• YOUR TASK: Transcribe all of the material exactly.

• GIVEN RECORDS:
————————

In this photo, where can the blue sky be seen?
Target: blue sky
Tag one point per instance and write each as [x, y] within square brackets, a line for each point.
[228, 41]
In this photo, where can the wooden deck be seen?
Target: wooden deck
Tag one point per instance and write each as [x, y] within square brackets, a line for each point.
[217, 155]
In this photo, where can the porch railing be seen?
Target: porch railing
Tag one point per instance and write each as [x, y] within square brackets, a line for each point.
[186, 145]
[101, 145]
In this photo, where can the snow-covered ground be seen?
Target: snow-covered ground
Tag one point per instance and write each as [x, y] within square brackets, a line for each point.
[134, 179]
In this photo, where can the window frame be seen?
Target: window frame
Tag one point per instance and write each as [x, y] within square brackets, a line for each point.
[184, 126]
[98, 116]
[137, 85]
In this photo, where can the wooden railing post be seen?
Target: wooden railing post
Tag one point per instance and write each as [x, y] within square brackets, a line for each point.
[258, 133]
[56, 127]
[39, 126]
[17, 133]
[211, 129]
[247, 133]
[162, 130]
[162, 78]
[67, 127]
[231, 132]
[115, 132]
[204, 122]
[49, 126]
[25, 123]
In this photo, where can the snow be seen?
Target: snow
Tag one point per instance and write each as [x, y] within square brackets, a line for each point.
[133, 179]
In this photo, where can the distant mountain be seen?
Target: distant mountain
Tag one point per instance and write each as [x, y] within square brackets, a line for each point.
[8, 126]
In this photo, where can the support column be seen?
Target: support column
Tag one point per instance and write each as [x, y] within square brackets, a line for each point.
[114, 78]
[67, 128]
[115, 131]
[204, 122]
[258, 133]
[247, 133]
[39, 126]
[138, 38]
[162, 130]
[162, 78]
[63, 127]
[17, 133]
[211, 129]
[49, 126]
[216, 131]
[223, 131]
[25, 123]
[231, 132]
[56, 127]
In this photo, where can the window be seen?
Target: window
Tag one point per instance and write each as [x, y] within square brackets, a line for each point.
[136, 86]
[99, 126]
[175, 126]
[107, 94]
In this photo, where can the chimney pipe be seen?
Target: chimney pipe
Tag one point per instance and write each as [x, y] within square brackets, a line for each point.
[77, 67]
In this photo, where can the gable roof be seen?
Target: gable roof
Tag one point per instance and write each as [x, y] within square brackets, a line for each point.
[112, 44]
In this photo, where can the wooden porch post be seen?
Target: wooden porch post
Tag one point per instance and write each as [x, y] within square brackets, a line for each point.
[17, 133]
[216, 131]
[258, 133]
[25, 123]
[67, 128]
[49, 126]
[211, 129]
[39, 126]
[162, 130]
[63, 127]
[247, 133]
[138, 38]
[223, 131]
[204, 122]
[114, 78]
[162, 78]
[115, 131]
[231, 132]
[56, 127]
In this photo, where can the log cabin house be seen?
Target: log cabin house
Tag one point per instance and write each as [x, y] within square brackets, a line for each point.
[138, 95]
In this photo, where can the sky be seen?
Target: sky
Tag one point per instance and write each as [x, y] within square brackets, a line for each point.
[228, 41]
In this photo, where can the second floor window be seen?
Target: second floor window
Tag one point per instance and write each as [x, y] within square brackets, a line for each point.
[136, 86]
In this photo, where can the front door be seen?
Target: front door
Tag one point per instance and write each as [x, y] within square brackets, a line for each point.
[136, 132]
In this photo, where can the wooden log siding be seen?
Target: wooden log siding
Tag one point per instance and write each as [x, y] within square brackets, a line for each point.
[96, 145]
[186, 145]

————————

• EXPECTED ANSWER:
In this photo, where can the blue sky be seen?
Target: blue sky
Tag one point per instance and write each as [x, y] within square brackets, a line for each point.
[228, 41]
In this photo, where can the wooden deck be seen?
Target: wooden deck
Tag one point per instance and write each as [x, y] within square brackets, a line for each point.
[217, 155]
In this photo, where can the porch railing be seen?
Target: porch railing
Tag one point per instance and write each as [x, y] within square brackets, a line for each point.
[186, 145]
[101, 145]
In this photo, where can the snow-covered ground be seen?
Target: snow-covered ground
Tag one point per instance and write each as [x, y] within square brackets, a line for each point.
[134, 179]
In this photo, where can the window frame be seen?
Target: window frame
Tag one point per instance and write each as [x, y] within square brackets, a line for each point.
[184, 126]
[98, 116]
[137, 85]
In this photo, where can the wooden railing post be seen?
Target: wooden railing post
Tag one point per instance and write each as [x, y] within square brackets, a line for each point.
[258, 133]
[56, 127]
[39, 126]
[17, 133]
[211, 129]
[247, 133]
[162, 130]
[162, 78]
[67, 127]
[231, 132]
[115, 132]
[204, 122]
[49, 126]
[25, 123]
In this photo, where can the snow be seen?
Target: snow
Tag one point per instance and write each as [x, y] within square brackets, a line for each point.
[133, 179]
In this photo, where can the distant mountain be seen?
Target: distant mountain
Tag one point per instance and write each as [x, y] within square brackets, a line for each point.
[8, 126]
In this photo, where can the support column be seen?
Target: support column
Tag one point per instance and write each as [x, y] within square brackets, a line for each point.
[114, 78]
[67, 128]
[115, 131]
[204, 122]
[258, 133]
[247, 133]
[39, 126]
[138, 38]
[162, 130]
[162, 78]
[63, 127]
[17, 133]
[211, 129]
[49, 126]
[216, 131]
[223, 131]
[25, 123]
[231, 132]
[56, 127]
In this photo, where can the window be seen?
Target: window
Tag one point per instance and write each as [x, y] within square brackets, a line for each point.
[136, 86]
[99, 126]
[175, 126]
[107, 94]
In this photo, where can the chimney pipe be seen?
Target: chimney pipe
Tag one point per instance and write each as [x, y] within square brackets, a line for each point.
[77, 67]
In this photo, where can the gable roof be seen?
Target: gable roof
Tag one point per instance and write each as [x, y] within square brackets, a line for each point.
[112, 44]
In this photo, where can the wooden porch post be seen?
Target: wooden porch post
Tag one point per instance and write each as [x, y] within square brackets, a line for each point.
[17, 133]
[216, 131]
[258, 133]
[25, 123]
[67, 128]
[49, 126]
[211, 129]
[39, 126]
[162, 130]
[63, 127]
[247, 133]
[138, 38]
[223, 131]
[204, 122]
[114, 78]
[162, 78]
[115, 131]
[231, 132]
[56, 127]
In this photo, where can the log cabin house be seen?
Target: log cabin house
Tag one point per instance and write each as [x, y] within square brackets, a line for each point.
[138, 95]
In this photo, where can the sky be seen?
Target: sky
Tag one point per instance and write each as [x, y] within square brackets, a line for each point.
[228, 41]
In this photo, where can the second floor window be seen?
Target: second floor window
Tag one point per instance and write each as [x, y] within square brackets, a line for each point.
[136, 86]
In this photo, where can the front door be seen?
Target: front door
Tag one point per instance and write each as [x, y] within square brackets, a line for each point.
[136, 132]
In this photo, where can the wooden log siding be seen?
Target: wooden log siding
Tag one point per instance and write each as [x, y] within square brackets, a line for each point.
[96, 145]
[186, 145]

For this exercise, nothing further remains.